**DOCUMENT SECTION**

CC: | Tim.Bunce [...] pobox.com, bug-devel-nytprof [...] rt.cpan.org |
Subject: | $SIG{__DIE__} Re: Core dump in NYTProf under mod_perl / Mason |
Date: | Tue, 2 Jul 2013 15:17:21 +0100 |
To: | Larry Bennett <larry.bennett [...] photobox.com> |
From: | Tim Bunce <Tim.Bunce [...] pobox.com> |
On Tue, Jul 02, 2013 at 02:23:55PM +0100, Larry Bennett wrote:
Show quoted text
> Hi Tim,
>
> I work at PhotoBox alongside Zefram. I'm setting up NYTProf to get some stats for our mod_perl /
> Mason-based front-end web servers. When we enable NYTProf, the Apache child processes are segfaulting.
>
> We've managed to get a decent core dump from one of the crashes in live. I wonder if you could have a
> look and see if it rings any bells or suggests avenues to explore?

**Box annotations for photos**
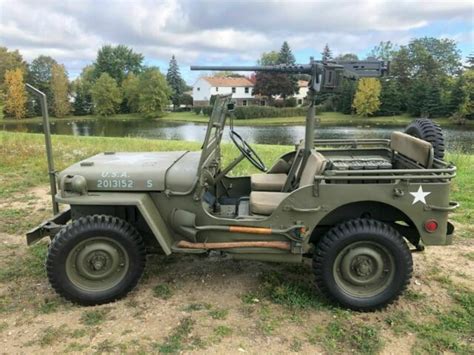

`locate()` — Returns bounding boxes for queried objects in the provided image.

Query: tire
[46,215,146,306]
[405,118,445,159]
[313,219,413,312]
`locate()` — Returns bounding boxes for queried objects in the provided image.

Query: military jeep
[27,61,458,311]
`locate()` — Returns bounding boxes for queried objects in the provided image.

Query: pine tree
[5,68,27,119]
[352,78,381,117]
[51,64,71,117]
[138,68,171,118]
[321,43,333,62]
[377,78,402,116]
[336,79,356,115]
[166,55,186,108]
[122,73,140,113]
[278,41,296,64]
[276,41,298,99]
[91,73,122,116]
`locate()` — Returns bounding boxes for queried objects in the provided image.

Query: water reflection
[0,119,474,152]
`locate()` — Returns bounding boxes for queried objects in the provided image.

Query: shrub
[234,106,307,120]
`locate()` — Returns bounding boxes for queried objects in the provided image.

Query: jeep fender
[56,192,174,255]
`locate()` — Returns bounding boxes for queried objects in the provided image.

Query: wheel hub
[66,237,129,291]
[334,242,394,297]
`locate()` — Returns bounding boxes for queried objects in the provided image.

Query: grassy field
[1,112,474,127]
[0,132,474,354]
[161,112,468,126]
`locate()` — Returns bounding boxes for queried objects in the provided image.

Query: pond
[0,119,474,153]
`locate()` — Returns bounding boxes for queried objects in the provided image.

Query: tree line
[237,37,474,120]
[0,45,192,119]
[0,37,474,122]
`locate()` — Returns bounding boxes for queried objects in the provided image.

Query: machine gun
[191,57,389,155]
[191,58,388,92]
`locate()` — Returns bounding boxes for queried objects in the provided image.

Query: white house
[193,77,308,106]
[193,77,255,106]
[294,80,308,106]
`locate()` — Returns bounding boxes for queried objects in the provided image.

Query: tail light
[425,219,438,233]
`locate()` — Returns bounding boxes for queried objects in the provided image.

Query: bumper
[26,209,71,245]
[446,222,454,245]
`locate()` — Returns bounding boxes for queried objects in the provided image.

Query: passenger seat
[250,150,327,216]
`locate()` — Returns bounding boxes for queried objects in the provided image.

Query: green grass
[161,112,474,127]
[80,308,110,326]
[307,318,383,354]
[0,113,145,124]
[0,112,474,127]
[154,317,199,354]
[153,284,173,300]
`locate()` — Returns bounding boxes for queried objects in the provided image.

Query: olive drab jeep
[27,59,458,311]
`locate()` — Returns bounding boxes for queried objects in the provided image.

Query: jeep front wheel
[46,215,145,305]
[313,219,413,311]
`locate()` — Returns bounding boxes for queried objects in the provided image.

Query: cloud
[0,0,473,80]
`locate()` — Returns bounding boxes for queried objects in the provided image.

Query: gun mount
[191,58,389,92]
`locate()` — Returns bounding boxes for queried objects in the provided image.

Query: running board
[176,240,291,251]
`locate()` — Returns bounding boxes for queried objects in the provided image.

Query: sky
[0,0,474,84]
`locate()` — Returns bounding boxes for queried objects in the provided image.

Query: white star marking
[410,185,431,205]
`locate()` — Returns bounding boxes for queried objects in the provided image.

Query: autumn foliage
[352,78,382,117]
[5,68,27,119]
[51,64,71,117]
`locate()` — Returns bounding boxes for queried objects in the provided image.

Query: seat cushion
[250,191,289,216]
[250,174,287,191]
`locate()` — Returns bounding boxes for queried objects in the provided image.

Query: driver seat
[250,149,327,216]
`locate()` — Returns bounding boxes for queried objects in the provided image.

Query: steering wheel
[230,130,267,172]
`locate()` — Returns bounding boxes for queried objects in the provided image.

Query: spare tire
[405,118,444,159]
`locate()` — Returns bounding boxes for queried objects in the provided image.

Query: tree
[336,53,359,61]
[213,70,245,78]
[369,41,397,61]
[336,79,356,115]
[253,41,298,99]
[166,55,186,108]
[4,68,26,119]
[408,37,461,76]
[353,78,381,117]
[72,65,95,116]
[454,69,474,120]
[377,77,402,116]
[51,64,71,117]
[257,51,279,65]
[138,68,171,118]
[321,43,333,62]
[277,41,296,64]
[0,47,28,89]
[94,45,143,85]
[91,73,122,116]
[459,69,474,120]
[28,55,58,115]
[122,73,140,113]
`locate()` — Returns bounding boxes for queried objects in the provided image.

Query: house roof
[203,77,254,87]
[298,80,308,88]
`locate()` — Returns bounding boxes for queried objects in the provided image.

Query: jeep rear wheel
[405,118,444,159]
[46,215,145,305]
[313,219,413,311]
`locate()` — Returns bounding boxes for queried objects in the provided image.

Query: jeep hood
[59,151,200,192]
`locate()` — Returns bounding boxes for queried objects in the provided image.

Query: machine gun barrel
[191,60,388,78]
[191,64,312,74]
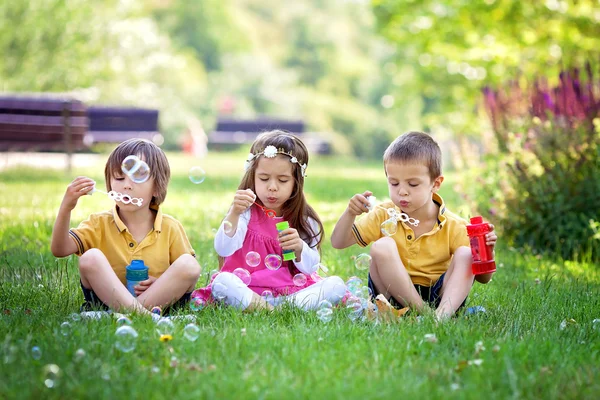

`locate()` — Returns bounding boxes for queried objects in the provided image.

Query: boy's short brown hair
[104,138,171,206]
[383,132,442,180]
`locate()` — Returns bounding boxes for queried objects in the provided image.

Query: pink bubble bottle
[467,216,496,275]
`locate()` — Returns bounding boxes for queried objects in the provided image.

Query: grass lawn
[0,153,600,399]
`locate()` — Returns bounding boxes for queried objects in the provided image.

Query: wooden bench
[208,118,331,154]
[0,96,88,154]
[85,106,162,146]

**WHAT IS NEEDED**
Copy out the email above about the NYTProf core dump under mod_perl and Mason, word for word and in full.

**SOLUTION TO THIS PROBLEM**
CC: | Tim.Bunce [...] pobox.com, bug-devel-nytprof [...] rt.cpan.org |
Subject: | $SIG{__DIE__} Re: Core dump in NYTProf under mod_perl / Mason |
Date: | Tue, 2 Jul 2013 15:17:21 +0100 |
To: | Larry Bennett <larry.bennett [...] photobox.com> |
From: | Tim Bunce <Tim.Bunce [...] pobox.com> |
On Tue, Jul 02, 2013 at 02:23:55PM +0100, Larry Bennett wrote:
Show quoted text
> Hi Tim,
>
> I work at PhotoBox alongside Zefram. I'm setting up NYTProf to get some stats for our mod_perl /
> Mason-based front-end web servers. When we enable NYTProf, the Apache child processes are segfaulting.
>
> We've managed to get a decent core dump from one of the crashes in live. I wonder if you could have a
> look and see if it rings any bells or suggests avenues to explore?